__Task objective__
Repeat the records below word for word, but start at the line that contains "Where can you find the man's leg", stop after the last line, and include nothing else.

########################################

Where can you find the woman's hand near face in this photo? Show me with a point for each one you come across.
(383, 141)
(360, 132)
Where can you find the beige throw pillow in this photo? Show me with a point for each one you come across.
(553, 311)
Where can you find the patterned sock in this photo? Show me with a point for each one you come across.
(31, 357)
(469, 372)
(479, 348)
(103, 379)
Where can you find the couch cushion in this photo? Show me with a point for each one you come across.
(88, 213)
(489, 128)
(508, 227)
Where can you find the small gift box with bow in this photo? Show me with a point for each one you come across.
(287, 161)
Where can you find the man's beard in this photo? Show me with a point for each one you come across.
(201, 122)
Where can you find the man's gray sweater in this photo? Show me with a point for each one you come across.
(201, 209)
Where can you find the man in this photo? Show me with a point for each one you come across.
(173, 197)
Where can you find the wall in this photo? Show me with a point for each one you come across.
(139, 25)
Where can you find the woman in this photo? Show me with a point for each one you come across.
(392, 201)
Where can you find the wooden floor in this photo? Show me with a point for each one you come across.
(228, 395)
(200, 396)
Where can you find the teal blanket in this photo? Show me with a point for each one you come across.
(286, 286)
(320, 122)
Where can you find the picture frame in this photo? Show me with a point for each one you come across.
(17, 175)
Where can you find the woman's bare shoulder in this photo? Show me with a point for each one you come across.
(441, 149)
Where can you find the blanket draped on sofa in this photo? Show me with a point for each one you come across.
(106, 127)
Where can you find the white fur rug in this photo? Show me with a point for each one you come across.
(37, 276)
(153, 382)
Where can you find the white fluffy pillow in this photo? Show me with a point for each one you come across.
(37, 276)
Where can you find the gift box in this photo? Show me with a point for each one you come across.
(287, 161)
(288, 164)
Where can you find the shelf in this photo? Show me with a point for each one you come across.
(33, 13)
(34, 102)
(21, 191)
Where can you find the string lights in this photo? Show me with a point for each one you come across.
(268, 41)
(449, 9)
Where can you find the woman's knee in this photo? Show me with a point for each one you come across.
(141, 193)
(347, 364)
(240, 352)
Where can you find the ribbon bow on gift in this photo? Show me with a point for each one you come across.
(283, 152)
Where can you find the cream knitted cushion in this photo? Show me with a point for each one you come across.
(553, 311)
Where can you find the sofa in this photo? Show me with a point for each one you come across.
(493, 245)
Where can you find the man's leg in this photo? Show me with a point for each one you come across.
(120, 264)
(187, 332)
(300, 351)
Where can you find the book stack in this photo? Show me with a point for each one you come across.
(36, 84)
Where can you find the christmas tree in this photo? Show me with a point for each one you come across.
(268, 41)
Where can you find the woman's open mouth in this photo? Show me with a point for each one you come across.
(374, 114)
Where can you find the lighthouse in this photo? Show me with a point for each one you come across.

########################################

__Response__
Where can you find the man's leg in this photo? Show me with a point for each one you come across.
(120, 264)
(187, 332)
(300, 351)
Where can you find the book stack in this photo? Show me with a point for each one you come across.
(36, 84)
Where can you find the christmas tree in this photo? Show me with a point for each one you come across.
(268, 41)
Where can you find the woman's open mouth in this photo? Show me with a point for each one you come across.
(374, 114)
Where can you find the lighthouse in this photo? Show me with a point for each one you come across.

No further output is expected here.